▸ Work instructions:
**1.** Decide whether each statement below agrees with the post "Home Again." For each one, answer yes or no, and quote the words from the post that settle it.
(a) The writer has been in relapse for most of the last month.
(b) The writer plans to stop writing about personal experiences in future posts.
(c) The writer intends to apologize to everyone.
**2.** From the post "Home Again," extract the passage between "I'm home again, at" and "am in recovery.", inclusive, and copy it word for word.

▸ Exercise passage:

[Start of section]

Monday, November 5, 2018

Home Again

I'm home again, at my regular place of residence. It feels good, which is a good thing to me - it really sucks for someone to get out of the hospital and not have a safe place to stay. I have a safe place to stay, and I am surrounded by friends. I am rich.

I have been in relapse for most of the last month, meaning I have been dangerously symptomatic, meaning I have been suicidal and drinking. Today, gratefully, I am in recovery.

In the posts moving forward, I will continue to write about my experiences, as I have been. I will continue to use my experience in both mental wellness and mental illness, still with the emphasis on mental wellness. I won't apologize to anyone, except to those I hurt during my relapse. Thankfully, this time, those are relatively few.

[End of section]

(Saved entries)
[Start of section]

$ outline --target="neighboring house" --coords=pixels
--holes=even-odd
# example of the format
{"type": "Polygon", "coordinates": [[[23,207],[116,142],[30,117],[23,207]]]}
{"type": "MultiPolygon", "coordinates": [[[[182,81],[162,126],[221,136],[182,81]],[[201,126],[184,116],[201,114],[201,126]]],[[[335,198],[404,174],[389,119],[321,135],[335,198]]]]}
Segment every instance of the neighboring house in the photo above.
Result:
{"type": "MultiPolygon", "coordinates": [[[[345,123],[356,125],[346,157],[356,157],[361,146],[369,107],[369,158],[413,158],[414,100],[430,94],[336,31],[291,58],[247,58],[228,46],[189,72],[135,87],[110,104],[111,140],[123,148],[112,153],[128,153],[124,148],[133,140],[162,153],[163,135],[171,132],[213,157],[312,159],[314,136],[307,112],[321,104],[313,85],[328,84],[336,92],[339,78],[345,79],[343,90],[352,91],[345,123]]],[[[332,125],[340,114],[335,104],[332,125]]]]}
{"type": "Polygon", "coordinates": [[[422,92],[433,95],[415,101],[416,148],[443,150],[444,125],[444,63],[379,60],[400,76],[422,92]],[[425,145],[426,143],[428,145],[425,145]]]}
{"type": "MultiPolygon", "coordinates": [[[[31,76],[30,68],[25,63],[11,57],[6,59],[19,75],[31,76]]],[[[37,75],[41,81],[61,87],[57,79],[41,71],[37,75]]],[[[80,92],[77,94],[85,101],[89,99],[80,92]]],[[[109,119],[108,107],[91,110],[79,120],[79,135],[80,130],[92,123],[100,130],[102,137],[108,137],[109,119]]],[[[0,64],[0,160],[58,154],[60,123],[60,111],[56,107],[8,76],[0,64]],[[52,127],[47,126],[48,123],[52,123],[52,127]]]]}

[End of section]

▸ Responses by item number:
**1.**
(a) Yes: "I have been in relapse for most of the last month"
(b) No: "I will continue to write about my experiences, as I have been."
(c) No: "I won't apologize to anyone, except to those I hurt during my relapse."

**2.**
I'm home again, at my regular place of residence. It feels good, which is a good thing to me - it really sucks for someone to get out of the hospital and not have a safe place to stay. I have a safe place to stay, and I am surrounded by friends. I am rich.

I have been in relapse for most of the last month, meaning I have been dangerously symptomatic, meaning I have been suicidal and drinking. Today, gratefully, I am in recovery.